## Passage shown

    Opponents of the test argue that the test leads to a racially skewed learning environment for students that does not reflect the diversity of the New York City. It’s true. About 67 percent of the city’s high school students are black and Latino, yet only but only 5 percent of those test-takers were offered a seat. Those numbers have been steadily declining over the years. Meanwhile, Asian and white kids make up the majority of test-takers and those who get in. For example, Stuyvesant, with the highest cut-off score, is made up of 74 percent Asians students, and only seven out of 895 offers went to black kids last year. 4. But getting rid of the SHSAT is not the answer. The answer is overhauling a seriously flawed educational system. Teachers are underpaid and overworked. Bad teachers end up in the worst schools, which are typically in low-income areas. The New York City Department of Education (DOE) should incentivize talented teachers to work in these neighborhoods so that all children have a solid education starting in preschool and leading up to elementary, middle and high school. If a student lacks a solid school foundation, then that student will not succeed at one of the rigorous and demanding specialized high schools. 
     The argument of racism is flawed because Asians who score high on the SHSAT are also minorities, but the only difference is they are mostly the children of low-income, first-generation immigrants. This minority group prioritizes education and spends most of its time and limited income on sending their children to test prep courses from an early age. These classes are expensive yet some Asian families devote as much as half of their monthly salaries to make sure their kids are prepared for the test. The DOE should offer free test prep courses to black and Latino students and start offering them earlier, perhaps as early as sixth-grade to give these kids more time to learn the challenging material. Also, there should be an outreach program where information about the SHSAT is publicized in libraries, hospitals, health clinics, supermarkets, homeless shelters, and other places. 
     This would be more effective than Mayor de Blasio’s  Discovery Program, which sets aside seats in specialized schools for low-income minorities who scored just below the cut-off score on the SHSAT. While the intention of Discovery was to admit more black and Latino students, it also ended up benefiting Asian students because they have the highest poverty rate of all racial and ethnic groups in all specialized high schools, according to Chalkbeat, a nonprofit news organization that covers schools5. In fact, 63 percent of Asian students at specialized high schools come from low-income families.
     Beyond the issues of race and diversity, another important consideration is that the SHSAT actually identifies students who will succeed in specialized high schools and in life. There is a strong relationship between a student’s SHSAT scores and their performance in school, according to a 2015 study by Chalkbeat.org that showed students who scored well on the SHSAT consistently did well in the classroom. 6.  Many opponents argue that specialized high schools admit students who only perform well on tests, however, this study shows that students who score well on the SHSAT usually “have positive attitudes towards learning,” and as a result achieve academic success. If the test was eliminated, there would be no way to gauge who could handle the intense workload. As a result, more students would likely fail and quickly lose their self-esteem and possibly drop out of high school. Also, all the specialized high schools would no longer rank among the most exclusive top tier schools if they admitted students who were not academically qualified. 
     The SHSAT should not be blamed for the unfair minority representation in specialized high schools. The blame should be on the DOE for not giving all students an equal education. The real problem is that schools in poor neighborhoods should receive better funding and have better teachers, so kids are more likely to succeed.  With good elementary and middle school education, students are expected to know the material on the SHSAT. People shouldn’t blame the SHSAT for low diversity rates in specialized schools, but start blaming the real root of the problem: finding a way to fix bad schools.

## Information shown
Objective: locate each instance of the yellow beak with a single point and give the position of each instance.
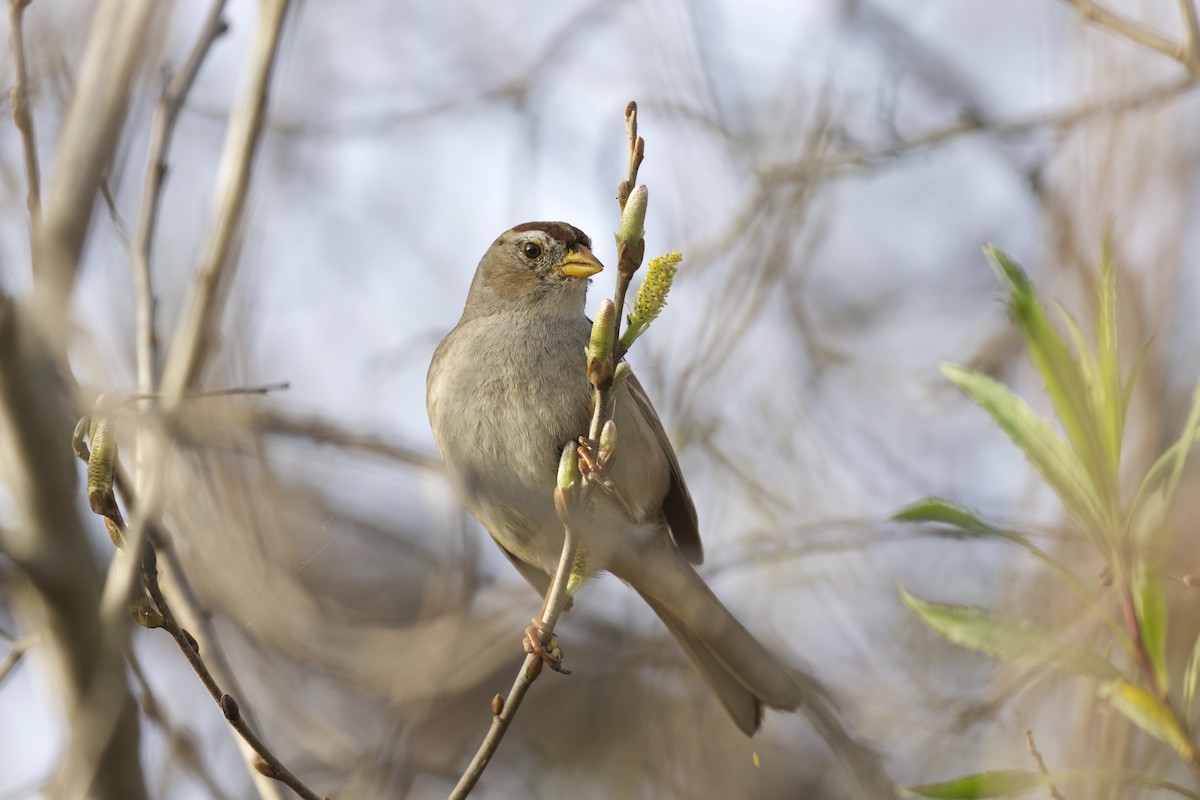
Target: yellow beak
(579, 263)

## Tasks
(A) In the SHSAT essay, what percentage of Asian students at specialized high schools come from low-income families?
(B) Retype the SHSAT essay's text between "The argument of" and "and other places.", inclusive.
(C) Translate this sentence from the SHSAT essay into Spanish: "The blame should be on the DOE for not giving all students an equal education."

## Results by task
(A) 63 percent.

(B)
The argument of racism is flawed because Asians who score high on the SHSAT are also minorities, but the only difference is they are mostly the children of low-income, first-generation immigrants. This minority group prioritizes education and spends most of its time and limited income on sending their children to test prep courses from an early age. These classes are expensive yet some Asian families devote as much as half of their monthly salaries to make sure their kids are prepared for the test. The DOE should offer free test prep courses to black and Latino students and start offering them earlier, perhaps as early as sixth-grade to give these kids more time to learn the challenging material. Also, there should be an outreach program where information about the SHSAT is publicized in libraries, hospitals, health clinics, supermarkets, homeless shelters, and other places.

(C) La culpa debería recaer en el DOE por no darles a todos los estudiantes una educación igualitaria.